(What is expected)
Among the entries below, find the lines that contain the string "door". State only how many there are.

_ _ _ _ _ _ _

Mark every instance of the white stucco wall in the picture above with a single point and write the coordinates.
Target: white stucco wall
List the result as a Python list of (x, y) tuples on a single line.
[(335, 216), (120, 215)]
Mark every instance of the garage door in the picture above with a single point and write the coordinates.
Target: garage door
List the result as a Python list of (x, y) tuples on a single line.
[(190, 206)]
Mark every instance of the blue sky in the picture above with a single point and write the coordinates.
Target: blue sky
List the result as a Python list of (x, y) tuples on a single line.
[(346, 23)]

_ _ _ _ _ _ _

(Answer to this exercise)
2